§ **Problem statement**: Find every line in the records below that holds the word "keys" and copy it.

§ **Source material**:
========================================================================
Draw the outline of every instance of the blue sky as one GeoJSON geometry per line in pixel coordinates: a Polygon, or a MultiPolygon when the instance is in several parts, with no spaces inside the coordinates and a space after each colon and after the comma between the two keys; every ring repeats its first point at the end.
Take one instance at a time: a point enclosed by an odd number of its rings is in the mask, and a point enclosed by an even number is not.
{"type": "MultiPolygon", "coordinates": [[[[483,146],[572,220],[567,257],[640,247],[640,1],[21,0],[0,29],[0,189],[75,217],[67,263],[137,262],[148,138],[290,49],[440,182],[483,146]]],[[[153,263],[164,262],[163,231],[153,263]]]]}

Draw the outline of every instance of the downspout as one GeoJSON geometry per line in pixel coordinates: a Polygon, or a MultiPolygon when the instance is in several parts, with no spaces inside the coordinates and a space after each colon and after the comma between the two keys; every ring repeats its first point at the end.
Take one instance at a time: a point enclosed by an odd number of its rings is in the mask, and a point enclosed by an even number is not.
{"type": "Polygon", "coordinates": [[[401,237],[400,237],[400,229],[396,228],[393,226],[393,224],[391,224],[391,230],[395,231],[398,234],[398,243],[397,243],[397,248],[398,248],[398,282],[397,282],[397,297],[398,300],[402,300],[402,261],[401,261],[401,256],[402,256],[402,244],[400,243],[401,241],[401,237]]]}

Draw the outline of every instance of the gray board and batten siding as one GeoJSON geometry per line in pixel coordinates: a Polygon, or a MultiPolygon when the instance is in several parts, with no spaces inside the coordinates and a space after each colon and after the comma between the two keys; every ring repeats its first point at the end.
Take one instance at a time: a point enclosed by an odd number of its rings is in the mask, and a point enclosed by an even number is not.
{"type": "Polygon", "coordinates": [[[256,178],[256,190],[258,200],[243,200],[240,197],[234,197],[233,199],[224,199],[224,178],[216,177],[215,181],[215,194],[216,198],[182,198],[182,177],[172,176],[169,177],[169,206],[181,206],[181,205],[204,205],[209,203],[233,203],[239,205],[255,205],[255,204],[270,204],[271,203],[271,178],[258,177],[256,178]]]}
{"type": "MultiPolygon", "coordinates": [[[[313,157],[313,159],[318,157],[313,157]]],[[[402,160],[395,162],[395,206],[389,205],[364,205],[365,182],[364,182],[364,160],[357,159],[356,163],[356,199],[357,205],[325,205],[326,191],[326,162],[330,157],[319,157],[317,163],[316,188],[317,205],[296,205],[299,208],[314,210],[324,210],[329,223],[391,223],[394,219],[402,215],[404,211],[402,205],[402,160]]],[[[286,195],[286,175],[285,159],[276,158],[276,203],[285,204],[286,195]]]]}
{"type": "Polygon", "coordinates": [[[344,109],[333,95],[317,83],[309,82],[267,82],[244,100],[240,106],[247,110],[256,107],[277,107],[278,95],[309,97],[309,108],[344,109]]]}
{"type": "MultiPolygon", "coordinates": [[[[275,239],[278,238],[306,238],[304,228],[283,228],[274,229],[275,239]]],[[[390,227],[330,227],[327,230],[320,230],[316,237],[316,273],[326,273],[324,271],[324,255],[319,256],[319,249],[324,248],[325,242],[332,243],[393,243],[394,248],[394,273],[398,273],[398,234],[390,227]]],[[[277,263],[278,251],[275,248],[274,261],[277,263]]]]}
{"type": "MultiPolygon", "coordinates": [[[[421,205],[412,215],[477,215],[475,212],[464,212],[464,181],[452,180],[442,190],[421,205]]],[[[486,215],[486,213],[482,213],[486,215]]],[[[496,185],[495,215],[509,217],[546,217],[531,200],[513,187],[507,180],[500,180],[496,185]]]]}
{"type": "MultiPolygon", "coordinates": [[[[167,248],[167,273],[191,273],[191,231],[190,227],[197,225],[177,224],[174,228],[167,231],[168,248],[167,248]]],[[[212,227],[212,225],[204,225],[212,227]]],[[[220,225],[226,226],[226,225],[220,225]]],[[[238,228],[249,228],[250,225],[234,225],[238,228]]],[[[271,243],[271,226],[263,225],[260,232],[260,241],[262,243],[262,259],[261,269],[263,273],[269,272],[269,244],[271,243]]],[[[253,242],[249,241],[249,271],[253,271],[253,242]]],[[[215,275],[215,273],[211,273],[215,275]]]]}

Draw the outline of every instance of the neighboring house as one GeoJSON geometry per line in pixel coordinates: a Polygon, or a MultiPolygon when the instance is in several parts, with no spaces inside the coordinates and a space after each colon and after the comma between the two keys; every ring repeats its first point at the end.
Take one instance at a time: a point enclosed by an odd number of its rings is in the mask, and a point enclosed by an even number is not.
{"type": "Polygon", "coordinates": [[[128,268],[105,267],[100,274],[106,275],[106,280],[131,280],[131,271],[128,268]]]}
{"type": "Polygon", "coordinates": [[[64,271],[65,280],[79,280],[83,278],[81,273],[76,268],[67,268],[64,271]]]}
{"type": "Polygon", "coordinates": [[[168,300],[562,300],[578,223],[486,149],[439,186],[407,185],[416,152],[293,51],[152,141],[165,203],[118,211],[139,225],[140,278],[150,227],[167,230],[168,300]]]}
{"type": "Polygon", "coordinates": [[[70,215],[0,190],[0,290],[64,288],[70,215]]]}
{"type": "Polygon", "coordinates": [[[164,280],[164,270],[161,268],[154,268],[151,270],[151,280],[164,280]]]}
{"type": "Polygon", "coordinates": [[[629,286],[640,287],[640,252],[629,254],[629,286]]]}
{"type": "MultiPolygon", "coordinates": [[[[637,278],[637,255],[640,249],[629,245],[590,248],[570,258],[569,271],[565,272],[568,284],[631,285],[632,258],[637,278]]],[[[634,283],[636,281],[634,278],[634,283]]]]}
========================================================================
§ **Finished task**:
Draw the outline of every instance of the blue sky as one GeoJSON geometry per line in pixel coordinates: a Polygon, or a MultiPolygon when the instance is in several parts, with no spaces inside the coordinates and a space after each colon and after the comma between the two keys; every ring repeats its first point at the end.
Draw the outline of every instance of the downspout as one GeoJSON geometry per line in pixel coordinates: a Polygon, or a MultiPolygon when the instance is in several parts, with no spaces inside the coordinates and a space after each colon and after the comma between the two keys; every ring repeats its first point at the end.
Draw the outline of every instance of the gray board and batten siding as one GeoJSON geometry per line in pixel coordinates: a Polygon, or a MultiPolygon when the instance is in several parts, with no spaces inside the coordinates and a space after each colon and after the comma between the two keys; every ring repeats its first point at the end.
Draw the outline of every instance of the neighboring house as one GeoJSON geometry per line in pixel coordinates: a Polygon, or a MultiPolygon when the instance is in several parts, with no spaces inside the coordinates and a space after each colon and after the comma between the two keys; every ring repeats its first point at the end.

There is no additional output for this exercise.